Source records:
-------

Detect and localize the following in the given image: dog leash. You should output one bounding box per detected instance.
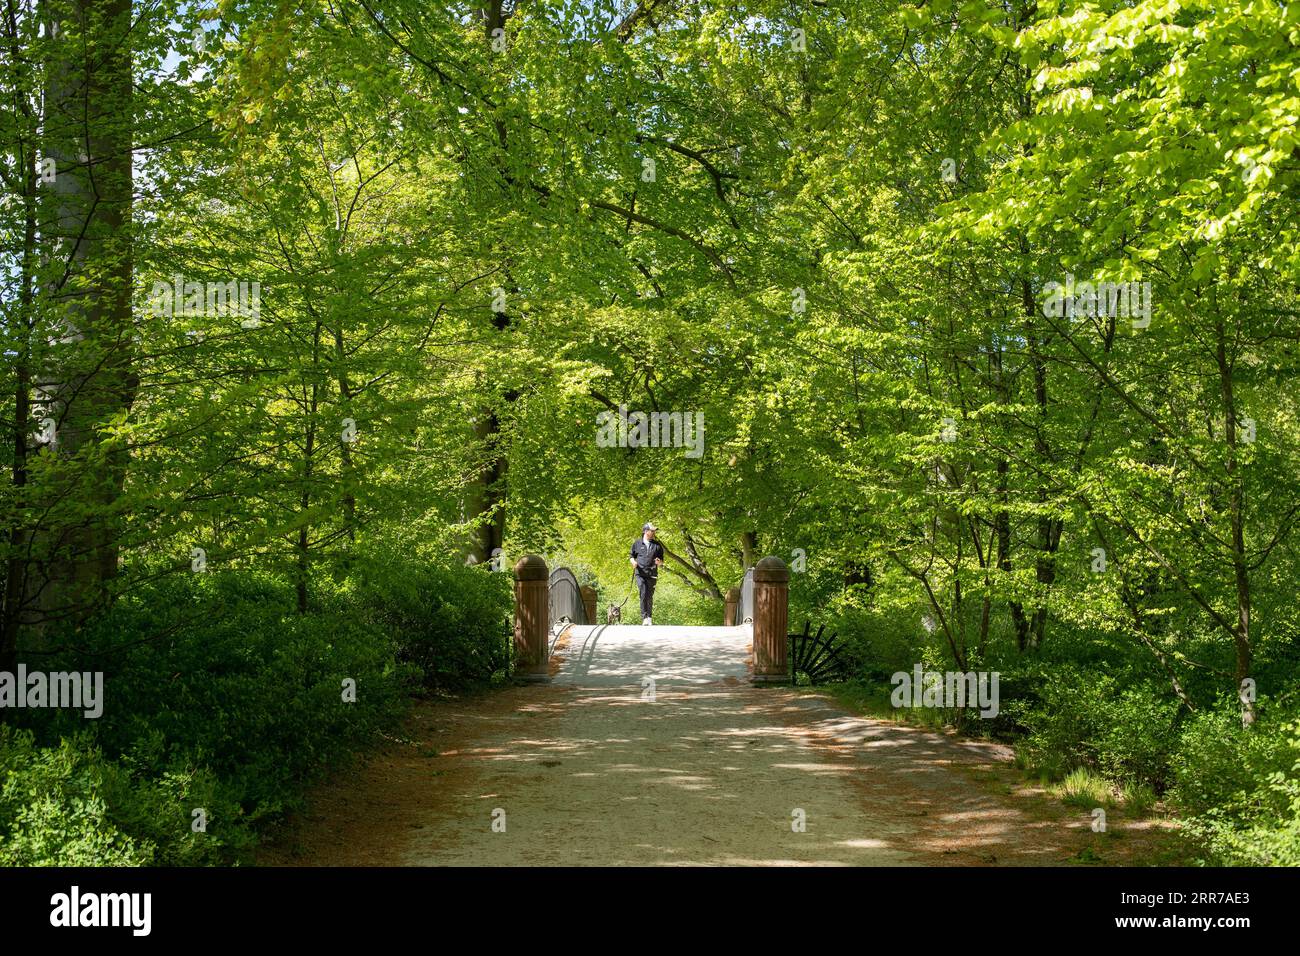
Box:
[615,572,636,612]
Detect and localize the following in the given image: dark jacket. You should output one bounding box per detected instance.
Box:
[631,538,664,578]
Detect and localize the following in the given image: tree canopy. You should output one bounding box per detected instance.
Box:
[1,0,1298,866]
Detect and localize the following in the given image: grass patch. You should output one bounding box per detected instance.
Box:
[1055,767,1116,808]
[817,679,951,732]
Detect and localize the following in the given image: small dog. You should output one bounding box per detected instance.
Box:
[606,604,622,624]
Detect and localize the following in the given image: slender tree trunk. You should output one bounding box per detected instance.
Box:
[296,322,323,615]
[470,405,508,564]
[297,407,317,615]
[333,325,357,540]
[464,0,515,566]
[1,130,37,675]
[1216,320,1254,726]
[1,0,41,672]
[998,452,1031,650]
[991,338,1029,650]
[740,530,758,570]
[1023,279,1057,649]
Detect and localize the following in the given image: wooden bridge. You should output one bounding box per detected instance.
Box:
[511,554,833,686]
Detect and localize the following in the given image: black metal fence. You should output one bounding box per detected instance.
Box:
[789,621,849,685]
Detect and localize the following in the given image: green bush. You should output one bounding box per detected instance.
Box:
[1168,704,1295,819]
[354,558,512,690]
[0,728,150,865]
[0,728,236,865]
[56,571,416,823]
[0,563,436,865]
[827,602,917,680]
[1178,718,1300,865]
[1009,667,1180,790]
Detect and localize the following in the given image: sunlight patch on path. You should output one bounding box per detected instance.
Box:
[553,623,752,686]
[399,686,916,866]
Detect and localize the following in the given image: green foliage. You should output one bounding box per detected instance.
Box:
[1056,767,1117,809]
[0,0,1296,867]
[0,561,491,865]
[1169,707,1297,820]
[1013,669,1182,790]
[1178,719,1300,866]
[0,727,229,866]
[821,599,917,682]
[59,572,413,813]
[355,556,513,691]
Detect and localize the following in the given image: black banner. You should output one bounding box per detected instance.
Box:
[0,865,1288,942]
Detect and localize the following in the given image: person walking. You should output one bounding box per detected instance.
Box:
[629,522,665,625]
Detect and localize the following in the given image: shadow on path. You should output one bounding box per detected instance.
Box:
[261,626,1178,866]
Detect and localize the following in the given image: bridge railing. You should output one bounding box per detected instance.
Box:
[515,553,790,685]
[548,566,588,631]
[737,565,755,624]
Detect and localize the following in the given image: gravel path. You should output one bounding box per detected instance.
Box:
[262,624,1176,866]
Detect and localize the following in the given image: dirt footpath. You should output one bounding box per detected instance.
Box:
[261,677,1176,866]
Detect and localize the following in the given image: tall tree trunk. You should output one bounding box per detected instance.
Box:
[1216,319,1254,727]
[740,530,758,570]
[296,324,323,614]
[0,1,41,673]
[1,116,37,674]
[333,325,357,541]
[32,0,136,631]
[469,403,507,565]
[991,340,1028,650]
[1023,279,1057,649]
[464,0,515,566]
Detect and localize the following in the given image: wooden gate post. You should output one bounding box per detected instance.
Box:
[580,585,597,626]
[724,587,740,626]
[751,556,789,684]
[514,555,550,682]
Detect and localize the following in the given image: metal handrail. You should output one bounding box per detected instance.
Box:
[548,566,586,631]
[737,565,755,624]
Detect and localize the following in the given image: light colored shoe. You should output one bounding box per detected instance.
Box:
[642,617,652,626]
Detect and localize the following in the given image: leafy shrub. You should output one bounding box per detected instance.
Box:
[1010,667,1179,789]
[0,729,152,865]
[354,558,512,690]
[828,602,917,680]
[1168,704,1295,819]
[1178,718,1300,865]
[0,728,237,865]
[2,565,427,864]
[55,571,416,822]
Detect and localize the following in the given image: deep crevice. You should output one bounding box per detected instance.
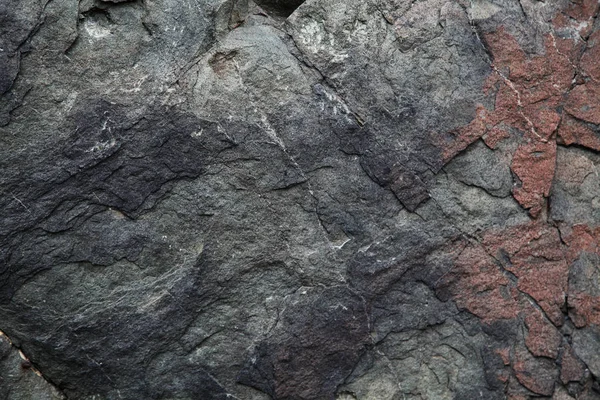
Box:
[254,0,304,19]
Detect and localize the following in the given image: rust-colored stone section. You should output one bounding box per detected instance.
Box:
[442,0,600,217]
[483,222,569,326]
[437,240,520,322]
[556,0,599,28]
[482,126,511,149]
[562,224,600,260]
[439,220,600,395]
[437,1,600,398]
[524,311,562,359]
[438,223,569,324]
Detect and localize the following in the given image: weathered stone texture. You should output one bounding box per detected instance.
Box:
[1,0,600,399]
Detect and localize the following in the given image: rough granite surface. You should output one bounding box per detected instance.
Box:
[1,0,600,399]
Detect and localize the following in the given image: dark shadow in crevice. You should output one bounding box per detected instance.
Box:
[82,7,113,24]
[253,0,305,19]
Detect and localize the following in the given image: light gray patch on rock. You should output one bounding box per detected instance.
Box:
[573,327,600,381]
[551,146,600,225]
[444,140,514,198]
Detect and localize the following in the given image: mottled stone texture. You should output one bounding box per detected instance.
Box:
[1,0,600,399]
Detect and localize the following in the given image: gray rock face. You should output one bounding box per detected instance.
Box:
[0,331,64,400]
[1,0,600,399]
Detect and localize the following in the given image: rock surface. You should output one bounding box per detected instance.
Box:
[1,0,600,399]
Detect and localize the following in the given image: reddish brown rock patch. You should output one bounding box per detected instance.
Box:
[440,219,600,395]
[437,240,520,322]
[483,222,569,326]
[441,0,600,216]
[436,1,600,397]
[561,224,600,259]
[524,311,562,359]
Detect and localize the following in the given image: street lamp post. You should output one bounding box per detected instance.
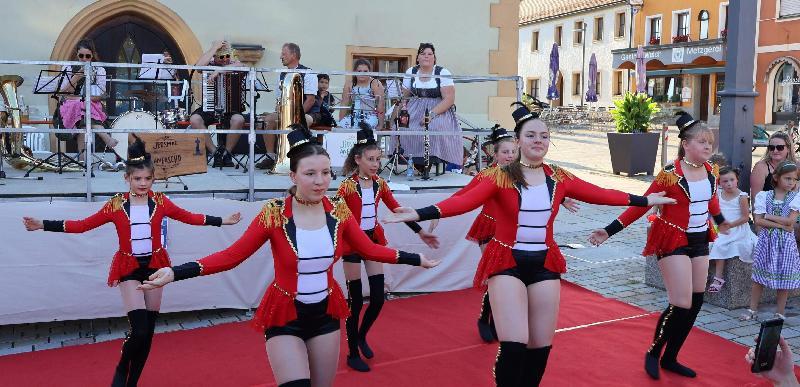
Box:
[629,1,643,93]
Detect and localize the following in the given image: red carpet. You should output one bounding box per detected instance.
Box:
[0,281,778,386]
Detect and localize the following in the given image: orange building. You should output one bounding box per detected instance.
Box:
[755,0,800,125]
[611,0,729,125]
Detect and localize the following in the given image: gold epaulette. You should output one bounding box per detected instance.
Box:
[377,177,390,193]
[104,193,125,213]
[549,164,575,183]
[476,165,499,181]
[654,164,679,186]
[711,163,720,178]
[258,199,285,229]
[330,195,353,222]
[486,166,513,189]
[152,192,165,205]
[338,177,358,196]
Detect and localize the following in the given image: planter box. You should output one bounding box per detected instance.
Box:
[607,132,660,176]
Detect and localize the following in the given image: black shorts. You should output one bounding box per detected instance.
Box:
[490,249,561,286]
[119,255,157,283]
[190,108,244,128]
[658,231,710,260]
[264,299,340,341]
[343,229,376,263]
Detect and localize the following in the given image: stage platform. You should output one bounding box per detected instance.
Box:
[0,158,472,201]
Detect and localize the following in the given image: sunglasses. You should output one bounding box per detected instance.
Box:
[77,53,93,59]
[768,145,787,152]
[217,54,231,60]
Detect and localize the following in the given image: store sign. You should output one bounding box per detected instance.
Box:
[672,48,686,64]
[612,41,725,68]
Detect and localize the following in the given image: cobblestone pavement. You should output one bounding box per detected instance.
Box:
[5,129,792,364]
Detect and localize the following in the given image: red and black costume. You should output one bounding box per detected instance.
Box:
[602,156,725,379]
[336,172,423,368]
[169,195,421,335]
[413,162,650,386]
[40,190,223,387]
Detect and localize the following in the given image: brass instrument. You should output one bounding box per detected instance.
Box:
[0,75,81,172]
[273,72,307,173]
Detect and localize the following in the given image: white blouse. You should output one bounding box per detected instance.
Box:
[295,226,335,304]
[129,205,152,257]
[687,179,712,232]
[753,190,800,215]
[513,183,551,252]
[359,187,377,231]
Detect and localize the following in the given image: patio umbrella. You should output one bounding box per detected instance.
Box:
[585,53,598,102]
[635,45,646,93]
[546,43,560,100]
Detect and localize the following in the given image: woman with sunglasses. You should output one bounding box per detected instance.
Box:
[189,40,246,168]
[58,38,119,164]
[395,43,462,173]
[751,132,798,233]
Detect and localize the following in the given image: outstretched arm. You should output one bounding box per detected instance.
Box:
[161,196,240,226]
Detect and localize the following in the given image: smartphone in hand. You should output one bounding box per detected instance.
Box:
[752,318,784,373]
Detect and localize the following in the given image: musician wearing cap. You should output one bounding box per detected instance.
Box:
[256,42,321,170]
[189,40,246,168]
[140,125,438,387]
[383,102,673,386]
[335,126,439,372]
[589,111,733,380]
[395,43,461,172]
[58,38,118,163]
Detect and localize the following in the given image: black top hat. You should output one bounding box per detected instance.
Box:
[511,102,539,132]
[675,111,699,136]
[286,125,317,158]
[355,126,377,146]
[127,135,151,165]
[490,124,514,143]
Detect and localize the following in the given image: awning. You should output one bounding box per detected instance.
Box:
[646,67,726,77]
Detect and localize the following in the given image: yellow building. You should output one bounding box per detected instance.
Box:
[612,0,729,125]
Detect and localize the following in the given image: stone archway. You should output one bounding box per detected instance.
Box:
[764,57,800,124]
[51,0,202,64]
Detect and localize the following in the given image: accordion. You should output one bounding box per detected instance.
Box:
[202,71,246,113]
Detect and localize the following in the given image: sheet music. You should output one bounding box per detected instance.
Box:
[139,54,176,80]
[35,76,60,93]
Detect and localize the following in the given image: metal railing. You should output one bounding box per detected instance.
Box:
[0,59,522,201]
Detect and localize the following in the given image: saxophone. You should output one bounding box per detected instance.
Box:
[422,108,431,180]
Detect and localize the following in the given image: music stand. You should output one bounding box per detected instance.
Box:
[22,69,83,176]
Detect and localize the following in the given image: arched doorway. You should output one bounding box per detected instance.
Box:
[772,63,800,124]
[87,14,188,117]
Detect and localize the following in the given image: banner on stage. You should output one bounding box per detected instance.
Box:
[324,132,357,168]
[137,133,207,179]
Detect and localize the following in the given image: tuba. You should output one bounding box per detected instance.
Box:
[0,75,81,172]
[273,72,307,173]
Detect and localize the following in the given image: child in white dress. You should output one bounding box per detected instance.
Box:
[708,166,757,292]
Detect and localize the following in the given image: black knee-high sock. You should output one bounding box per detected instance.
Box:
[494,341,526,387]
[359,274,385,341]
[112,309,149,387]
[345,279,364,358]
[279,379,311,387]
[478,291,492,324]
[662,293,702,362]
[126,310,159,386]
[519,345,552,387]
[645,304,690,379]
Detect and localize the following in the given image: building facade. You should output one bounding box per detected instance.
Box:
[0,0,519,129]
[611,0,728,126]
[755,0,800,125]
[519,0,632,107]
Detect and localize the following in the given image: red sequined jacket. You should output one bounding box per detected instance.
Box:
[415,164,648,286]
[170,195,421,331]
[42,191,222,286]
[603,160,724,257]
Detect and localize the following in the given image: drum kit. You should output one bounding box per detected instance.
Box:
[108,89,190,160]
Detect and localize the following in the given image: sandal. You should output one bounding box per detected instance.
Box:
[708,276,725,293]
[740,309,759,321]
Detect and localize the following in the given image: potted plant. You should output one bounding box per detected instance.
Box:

-------

#### What to do
Within the records, filter for lines that contain the word "dark" and show each one.

#### Result
Detect and localize the following in the given image: dark jacket. You should output one bounding box per detected instance.
Detect and localize the following in the given image: dark shadow in crevice. You should output one bounding box per detected instance.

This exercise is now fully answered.